Start of Article
FIG. 4 of the accompanying drawings shows an enlarged view of the circular region x as shown in FIG. 3, showing the crown transition between the striking face portion 302 towards the crown 304. This enlarged view of the circular region x shows a crown frontal transition line 420 and a central region transition line 424 separated by a distance d1. The crown frontal transition line 420, as shown in the current exemplary embodiment, may generally signify the beginning of the central transition region 410 from the thickened portioned of the crown towards a thinned portion of the crown. This crown frontal transition line 420, as defined in the current invention, is defined as the line that begins at the terminal portion of the internal radius of curvature of the golf club head 400 as it transitions from the striking face portion 402 to the crown. The thickness t1 at the crown frontal transition line 420 may generally be thicker than the rear portion of the crown because it needs to facilitate the transition of thicknesses from the thickest portion of the golf club head 400 to the thinner portion of the crown at the lower stress bearing portion of the crown.
End of Article
*Set exercise*: Reproduce the golf club crown transition passage above word for word, in full.
Start of Given material
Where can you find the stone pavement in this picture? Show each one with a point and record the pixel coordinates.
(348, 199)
End of Given material
*Correct answer*:
FIG. 4 of the accompanying drawings shows an enlarged view of the circular region x as shown in FIG. 3, showing the crown transition between the striking face portion 302 towards the crown 304. This enlarged view of the circular region x shows a crown frontal transition line 420 and a central region transition line 424 separated by a distance d1. The crown frontal transition line 420, as shown in the current exemplary embodiment, may generally signify the beginning of the central transition region 410 from the thickened portioned of the crown towards a thinned portion of the crown. This crown frontal transition line 420, as defined in the current invention, is defined as the line that begins at the terminal portion of the internal radius of curvature of the golf club head 400 as it transitions from the striking face portion 402 to the crown. The thickness t1 at the crown frontal transition line 420 may generally be thicker than the rear portion of the crown because it needs to facilitate the transition of thicknesses from the thickest portion of the golf club head 400 to the thinner portion of the crown at the lower stress bearing portion of the crown.